## BEGIN TEXT EXTRACT
A reproducible, cross-backend benchmarking tool for ML inference. Run the same model across multiple hardware backends, get clean latency / throughput / memory numbers, store the results, regress against them later.
Designed to be the kind of harness an ML benchmarking team actually uses day-to-day. Designed also so a Tenstorrent backend can drop in as a fourth peer when hardware is available.
⚠️ v0.1.0 — early. CPU backend is functional. CUDA backend is implemented but unverified locally. TTNN backend is a stub awaiting hardware access. Issues + PRs welcome.
git clone https://github.com/OrangeTangy/hwbench.git
cd hwbench
pip install -e ".[models]"
# Benchmark ResNet18 on CPU, 50 iterations, batch size 1
hwbench bench resnet18 --backend cpu --iters 50 --batch 1
# What models are registered?
## END TEXT EXTRACT
## BEGIN DATASET EXTRACT
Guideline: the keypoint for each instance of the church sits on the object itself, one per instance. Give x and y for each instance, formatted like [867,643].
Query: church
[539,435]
## END DATASET EXTRACT
** SET TASKS **
1. Rewrite the passage of the tool description starting with "A reproducible, cross-backend" and going on through "hardware is available.", changing every "benchmarking" in it to "profiling".
2. Answer these questions from the tool description:
(a) What is the current state of the CUDA backend?
(b) How many iterations does the example ResNet18 command run?
(c) Which backend is meant to drop in as a fourth peer once hardware is available?

** OUTPUTS BY TASK **
1.
A reproducible, cross-backend profiling tool for ML inference. Run the same model across multiple hardware backends, get clean latency / throughput / memory numbers, store the results, regress against them later.
Designed to be the kind of harness an ML profiling team actually uses day-to-day. Designed also so a Tenstorrent backend can drop in as a fourth peer when hardware is available.

2.
(a) It is implemented but unverified locally.
(b) 50 iterations.
(c) A Tenstorrent backend.